How to use hooks?

What are the hooks?

During the interactions between agents and environments, we often want to collect some useful information. One straightforward approach is the imperative programming. We write the code in a loop and execute them step by step.

while true
    env |> policy |> env
    # write your own logic here
    # like saving parameters, recording loss function, evaluating policy, etc.
    stop_condition(env, policy) && break
    is_terminated(env) && reset!(env)
end

The benifit of this approach is the great clarity. You are responsible for what you write. And this is the encouraged approach for new users to try different components in this package.

Another approach is the declarative programming. We describe when and what we want to do during an experiment. Then put them together with the agent and environment. Finally we execute the run command to conduct our experiment. In this way, we can reuse some common hooks and execution pipelines instead of writing many duplicate codes. In many existing reinforcement learning python packages, people usually use a set of configuration files to define the execution pipeline. However, we believe this is not necessary in Julia. With the declarative programming approach, we gain much more flexibilities.

Now the question is how to design the hook. A natural choice is to wrap the comments part in the above pseudocode into a function:

while true
    env |> policy |> env
    hook(policy, env)
    stop_condition(env, policy) && break
    is_terminated(env) && reset!(env)
end

But sometimes, we'd like to have a more fingrained control. So we split the calling of hooks into several different stages:

How to define a customized hook?

By default, an instance of AbstractHook will do nothing when called with (hook::AbstractHook)(::AbstractStage, policy, env). So when writing a customized hook, you only need to implement the necessary runtime logic.

For example, assume we want to record the wall time of each episode.

__Instructions__:
1. From the page on hooks, print the passage from "What are the" to "in this package.".
2. Continue the page on hooks from its last sentence.

Referring expression data
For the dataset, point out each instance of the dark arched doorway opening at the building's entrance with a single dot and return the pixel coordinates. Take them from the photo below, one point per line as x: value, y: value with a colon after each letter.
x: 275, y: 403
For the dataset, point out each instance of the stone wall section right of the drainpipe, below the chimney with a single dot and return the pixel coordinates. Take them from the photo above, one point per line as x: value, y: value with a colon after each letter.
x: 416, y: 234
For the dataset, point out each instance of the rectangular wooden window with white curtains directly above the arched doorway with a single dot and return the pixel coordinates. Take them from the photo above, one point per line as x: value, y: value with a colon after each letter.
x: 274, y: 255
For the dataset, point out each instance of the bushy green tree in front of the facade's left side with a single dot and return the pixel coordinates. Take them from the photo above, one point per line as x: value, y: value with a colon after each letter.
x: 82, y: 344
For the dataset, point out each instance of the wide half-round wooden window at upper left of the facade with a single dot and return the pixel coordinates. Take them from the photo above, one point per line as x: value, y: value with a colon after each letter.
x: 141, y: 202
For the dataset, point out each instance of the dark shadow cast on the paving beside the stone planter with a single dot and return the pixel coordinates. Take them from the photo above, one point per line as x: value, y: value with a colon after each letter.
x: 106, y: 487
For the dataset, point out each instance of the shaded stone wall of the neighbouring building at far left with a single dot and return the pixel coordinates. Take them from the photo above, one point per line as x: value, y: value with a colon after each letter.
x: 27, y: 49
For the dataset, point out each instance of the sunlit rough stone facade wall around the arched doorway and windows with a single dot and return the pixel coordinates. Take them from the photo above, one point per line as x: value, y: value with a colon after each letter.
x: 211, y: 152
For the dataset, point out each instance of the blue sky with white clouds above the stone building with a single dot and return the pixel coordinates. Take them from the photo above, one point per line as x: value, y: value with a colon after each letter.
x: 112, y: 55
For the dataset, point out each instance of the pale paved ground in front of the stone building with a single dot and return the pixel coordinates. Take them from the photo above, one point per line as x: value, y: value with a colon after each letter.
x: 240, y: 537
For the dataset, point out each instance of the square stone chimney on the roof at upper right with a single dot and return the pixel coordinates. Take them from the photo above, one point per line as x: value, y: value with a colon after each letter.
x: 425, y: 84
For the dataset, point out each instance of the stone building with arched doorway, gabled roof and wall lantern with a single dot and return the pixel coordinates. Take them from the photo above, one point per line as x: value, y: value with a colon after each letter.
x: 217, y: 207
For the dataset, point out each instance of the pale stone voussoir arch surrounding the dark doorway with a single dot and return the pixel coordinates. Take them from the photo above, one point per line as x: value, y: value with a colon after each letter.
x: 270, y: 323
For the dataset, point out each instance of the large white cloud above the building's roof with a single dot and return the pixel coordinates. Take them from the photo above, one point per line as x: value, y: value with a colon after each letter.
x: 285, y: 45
--
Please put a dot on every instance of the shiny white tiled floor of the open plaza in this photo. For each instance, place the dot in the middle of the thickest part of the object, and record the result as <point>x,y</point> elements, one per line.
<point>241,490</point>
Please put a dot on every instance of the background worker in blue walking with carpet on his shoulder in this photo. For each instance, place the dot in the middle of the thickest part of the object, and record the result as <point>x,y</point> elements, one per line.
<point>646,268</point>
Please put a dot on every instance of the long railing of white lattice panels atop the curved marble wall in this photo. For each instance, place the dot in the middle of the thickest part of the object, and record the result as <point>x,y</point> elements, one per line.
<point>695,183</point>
...
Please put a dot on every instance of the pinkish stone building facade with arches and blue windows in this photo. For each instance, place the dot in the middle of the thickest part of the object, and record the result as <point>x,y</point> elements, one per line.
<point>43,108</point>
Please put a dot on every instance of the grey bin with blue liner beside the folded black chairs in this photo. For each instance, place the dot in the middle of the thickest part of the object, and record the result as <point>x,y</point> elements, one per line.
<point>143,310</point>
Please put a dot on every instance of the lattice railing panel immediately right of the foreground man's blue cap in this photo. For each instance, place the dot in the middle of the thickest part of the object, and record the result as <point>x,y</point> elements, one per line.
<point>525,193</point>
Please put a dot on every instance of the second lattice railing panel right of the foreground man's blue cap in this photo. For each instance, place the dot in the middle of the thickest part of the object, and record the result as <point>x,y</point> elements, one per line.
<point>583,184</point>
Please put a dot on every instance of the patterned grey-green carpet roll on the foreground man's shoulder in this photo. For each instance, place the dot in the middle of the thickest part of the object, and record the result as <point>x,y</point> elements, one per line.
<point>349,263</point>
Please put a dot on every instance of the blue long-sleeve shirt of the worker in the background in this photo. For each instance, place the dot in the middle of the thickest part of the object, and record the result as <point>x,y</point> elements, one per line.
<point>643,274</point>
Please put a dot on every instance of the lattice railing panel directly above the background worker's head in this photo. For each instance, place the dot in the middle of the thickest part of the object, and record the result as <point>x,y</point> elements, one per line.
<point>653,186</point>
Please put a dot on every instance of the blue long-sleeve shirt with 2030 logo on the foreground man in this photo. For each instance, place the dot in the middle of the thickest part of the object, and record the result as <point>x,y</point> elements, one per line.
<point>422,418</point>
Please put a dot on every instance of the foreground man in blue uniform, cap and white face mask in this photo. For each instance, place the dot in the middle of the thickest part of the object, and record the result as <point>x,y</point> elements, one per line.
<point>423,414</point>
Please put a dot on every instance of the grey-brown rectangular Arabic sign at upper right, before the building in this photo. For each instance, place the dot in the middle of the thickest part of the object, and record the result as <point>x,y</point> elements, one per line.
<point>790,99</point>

__Replies__:
1.
What are the hooks?

During the interactions between agents and environments, we often want to collect some useful information. One straightforward approach is the imperative programming. We write the code in a loop and execute them step by step.

while true
    env |> policy |> env
    # write your own logic here
    # like saving parameters, recording loss function, evaluating policy, etc.
    stop_condition(env, policy) && break
    is_terminated(env) && reset!(env)
end

The benifit of this approach is the great clarity. You are responsible for what you write. And this is the encouraged approach for new users to try different components in this package.

2.
julia> using ReinforcementLearning

julia> Base.@kwdef mutable struct TimeCostPerEpisode <: AbstractHook
           t::UInt64 = time_ns()
           time_costs::Vector{UInt64} = []
       end
Main.ex-how_to_use_hooks.TimeCostPerEpisode

julia> (h::TimeCostPerEpisode)(::PreEpisodeStage, policy, env) = h.t = time_ns()

julia> (h::TimeCostPerEpisode)(::PostEpisodeStage, policy, env) = push!(h.time_costs, time_ns()-h.t)

julia> h = TimeCostPerEpisode()
Main.ex-how_to_use_hooks.TimeCostPerEpisode(0x000001bbfc6938ed, UInt64[])

julia> run(RandomPolicy(), CartPoleEnv(), StopAfterEpisode(10), h)
Main.ex-how_to_use_hooks.TimeCostPerEpisode(0x000001bc30996c37, UInt64[0x0000000000000b55, 0x0000000000000708, 0x0000000000000514, 0x00000000000005dc, 0x00000000000002bc, 0x000000000000076c, 0x00000000000003e8, 0x000000000000044c, 0x0000000000000384, 0x00000000000003e8])

julia> h.time_costs
10-element Vector{UInt64}:
 0x0000000000000b55
 0x0000000000000708
 0x0000000000000514
 0x00000000000005dc
 0x00000000000002bc
 0x000000000000076c
 0x00000000000003e8
 0x000000000000044c
 0x0000000000000384
 0x00000000000003e8

Common hooks

Periodic jobs

Sometimes, we'd like to periodically run some functions. Two handy hooks are provided for this kind of tasks:

Following are some typical usages.

Evaluating policy during training

julia> using Statistics: mean

julia> policy = RandomPolicy()
typename(RandomPolicy)
├─ action_space => typename(Nothing)
└─ rng => typename(Random._GLOBAL_RNG)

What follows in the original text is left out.